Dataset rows
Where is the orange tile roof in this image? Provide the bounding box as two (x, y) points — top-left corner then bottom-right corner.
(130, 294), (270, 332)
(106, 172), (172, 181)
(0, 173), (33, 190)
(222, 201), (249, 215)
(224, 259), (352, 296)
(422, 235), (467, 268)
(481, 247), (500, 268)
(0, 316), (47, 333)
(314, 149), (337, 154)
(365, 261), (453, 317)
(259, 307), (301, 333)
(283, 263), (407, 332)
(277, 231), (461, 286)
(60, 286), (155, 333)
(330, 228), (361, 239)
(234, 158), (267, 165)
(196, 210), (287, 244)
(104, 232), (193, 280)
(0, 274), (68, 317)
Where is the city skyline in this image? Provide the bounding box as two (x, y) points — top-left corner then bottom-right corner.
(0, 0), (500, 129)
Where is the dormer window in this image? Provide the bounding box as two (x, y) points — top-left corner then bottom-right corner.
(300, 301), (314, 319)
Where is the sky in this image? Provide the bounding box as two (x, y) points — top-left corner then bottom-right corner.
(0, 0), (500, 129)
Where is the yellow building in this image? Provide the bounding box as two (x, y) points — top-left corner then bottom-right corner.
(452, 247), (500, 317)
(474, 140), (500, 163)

--

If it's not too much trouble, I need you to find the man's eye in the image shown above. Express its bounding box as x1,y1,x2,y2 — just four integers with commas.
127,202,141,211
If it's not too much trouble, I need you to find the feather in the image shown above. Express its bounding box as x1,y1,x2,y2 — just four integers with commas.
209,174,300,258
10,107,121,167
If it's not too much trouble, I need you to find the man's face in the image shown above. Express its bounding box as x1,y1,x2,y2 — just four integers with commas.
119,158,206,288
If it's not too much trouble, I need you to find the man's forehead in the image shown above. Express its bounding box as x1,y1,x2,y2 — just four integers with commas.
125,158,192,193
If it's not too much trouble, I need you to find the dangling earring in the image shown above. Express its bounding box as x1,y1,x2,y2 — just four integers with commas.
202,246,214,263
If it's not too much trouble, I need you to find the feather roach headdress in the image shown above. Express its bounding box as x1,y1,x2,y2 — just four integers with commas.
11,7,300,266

==

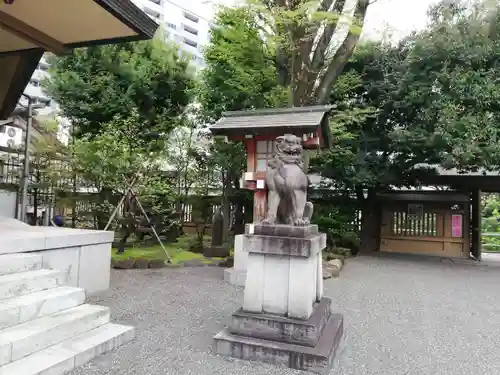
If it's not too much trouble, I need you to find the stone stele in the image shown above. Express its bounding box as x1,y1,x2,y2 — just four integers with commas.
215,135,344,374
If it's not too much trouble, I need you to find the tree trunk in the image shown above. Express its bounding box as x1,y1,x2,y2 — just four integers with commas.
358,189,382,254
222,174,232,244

* **TASK INSTRUCTIONS**: Copy out the records verbatim, starting at the line that contains "the man's forehead" and ending after the line that contains "202,246,214,263".

* **SOLUTION TO THIS TASK**:
If it's not too much trouble, I need you to find the man's forehead in the image shown above. Express its bounding box as x1,y1,x2,y2 — just four integers with commas.
125,158,192,193
If it's not too much trouble, I need you to find the dangling earring in the image shown above. Express its bounding box as x1,y1,x2,y2 — just four integers with commas.
202,246,214,263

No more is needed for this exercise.